▶ _Problem statement_
Give all of the records again. Match them exactly.

(Dataset entries)
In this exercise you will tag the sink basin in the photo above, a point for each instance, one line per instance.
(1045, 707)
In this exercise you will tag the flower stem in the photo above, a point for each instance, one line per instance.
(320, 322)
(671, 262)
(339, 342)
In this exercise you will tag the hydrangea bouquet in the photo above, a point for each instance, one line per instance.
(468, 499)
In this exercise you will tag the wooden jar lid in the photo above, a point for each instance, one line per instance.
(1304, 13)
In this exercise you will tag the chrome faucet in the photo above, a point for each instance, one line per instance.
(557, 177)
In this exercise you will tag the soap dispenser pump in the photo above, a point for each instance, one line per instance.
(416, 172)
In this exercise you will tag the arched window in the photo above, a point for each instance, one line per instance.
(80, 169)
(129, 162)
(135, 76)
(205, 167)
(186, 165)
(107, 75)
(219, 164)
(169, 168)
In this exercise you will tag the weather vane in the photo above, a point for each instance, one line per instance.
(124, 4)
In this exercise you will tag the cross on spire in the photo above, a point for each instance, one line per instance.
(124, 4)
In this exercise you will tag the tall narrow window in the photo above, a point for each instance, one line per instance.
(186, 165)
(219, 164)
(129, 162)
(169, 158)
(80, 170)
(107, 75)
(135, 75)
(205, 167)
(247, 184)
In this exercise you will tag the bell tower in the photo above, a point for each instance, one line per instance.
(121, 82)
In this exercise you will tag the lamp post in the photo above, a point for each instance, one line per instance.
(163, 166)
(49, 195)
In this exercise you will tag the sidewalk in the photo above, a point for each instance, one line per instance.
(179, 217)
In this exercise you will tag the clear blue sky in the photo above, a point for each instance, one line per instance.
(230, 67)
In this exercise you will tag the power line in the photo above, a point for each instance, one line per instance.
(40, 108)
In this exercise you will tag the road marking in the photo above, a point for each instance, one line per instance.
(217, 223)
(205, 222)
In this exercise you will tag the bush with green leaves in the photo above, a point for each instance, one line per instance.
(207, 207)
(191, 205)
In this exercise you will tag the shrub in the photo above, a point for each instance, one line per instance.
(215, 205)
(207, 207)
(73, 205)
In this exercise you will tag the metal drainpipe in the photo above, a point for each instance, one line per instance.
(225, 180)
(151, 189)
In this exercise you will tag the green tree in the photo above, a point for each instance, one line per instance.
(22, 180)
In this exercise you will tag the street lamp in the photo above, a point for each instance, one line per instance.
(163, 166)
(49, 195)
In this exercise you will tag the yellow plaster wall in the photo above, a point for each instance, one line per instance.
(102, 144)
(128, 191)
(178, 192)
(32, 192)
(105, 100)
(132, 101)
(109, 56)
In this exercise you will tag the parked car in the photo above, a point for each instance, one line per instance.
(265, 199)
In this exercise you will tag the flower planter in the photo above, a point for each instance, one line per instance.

▶ _Expected answer_
In this exercise you will tag the sink basin in the photo above, a point for each instance, one line per instance.
(1045, 707)
In this exercise you will tag the flower stem in the photo above, a point for each instance, one line per instance.
(320, 322)
(671, 262)
(339, 342)
In this exercise you will tag the hydrangea bouquet in the photo above, a point for each instance, one line per instance.
(468, 499)
In this exercise you will tag the wooden jar lid in the photo above, a point for each instance, one line per instance.
(1304, 13)
In this exercise you will tag the chrome faucet in the photo above, a point for each instance, one line per instance.
(557, 177)
In this exercise you will tag the soap dispenser pump in the photo above, a point for each instance, one line per instance.
(416, 172)
In this exercise you will tag the arched window in the photo above, a point for each instance, one line per instance.
(80, 169)
(129, 162)
(135, 76)
(205, 167)
(186, 165)
(107, 75)
(219, 164)
(169, 168)
In this exercise you will tag the weather vane in the photo above, a point for each instance, one line per instance.
(124, 4)
In this exercise you will tag the cross on spire in the photo above, a point for each instance, one line per instance.
(124, 4)
In this exercise you will tag the tall narrow window in the photo above, a point for each instance, one line per instance.
(186, 165)
(219, 164)
(129, 162)
(169, 158)
(80, 170)
(107, 75)
(135, 75)
(205, 167)
(247, 184)
In this exercise you will tag the bell tower in the photo above, a point for each instance, one line per instance.
(121, 82)
In this exercise you will tag the lamp post in the photo above, a point for each instance, one line per instance.
(163, 166)
(49, 195)
In this exercise you will tag the sidewalk in the photo above, a point for each instance, one line per instance.
(179, 217)
In this exercise you will tag the clear blue sky in the photo above, a point for each instance, one line per instance.
(230, 67)
In this exercise you will tag the power line in the photo above, a point for each instance, one line per instance.
(40, 108)
In this exercise you will tag the road marking in the photo above, a point for each instance, one line per instance.
(217, 223)
(205, 222)
In this exercise you will tag the bush with green leaves in the photo above, a point for each instance, one line per instance.
(207, 207)
(191, 205)
In this exercise you will tag the shrub in the photo above, a point for each instance, one line per instance.
(215, 205)
(207, 207)
(73, 205)
In this exercise you will tag the metal drainpipe in the photo above, a point for each instance, one line per instance.
(225, 180)
(151, 189)
In this exercise you will tag the green tree in the photo above, a point for each instance, one line per instance.
(22, 180)
In this exercise you will tag the street lamp in the photo above, a point for each instance, one line per instance.
(163, 166)
(49, 195)
In this exercise you will tag the yellow plaster wall in the photo above, a point for each instance, one line per instance.
(102, 144)
(128, 191)
(178, 192)
(32, 192)
(105, 100)
(132, 101)
(109, 56)
In this exercise you will tag the parked car in the photo above, a point for each instance, one line per instance.
(265, 199)
In this exercise you will tag the flower planter in the photo above, a point for each instance, one line per instance.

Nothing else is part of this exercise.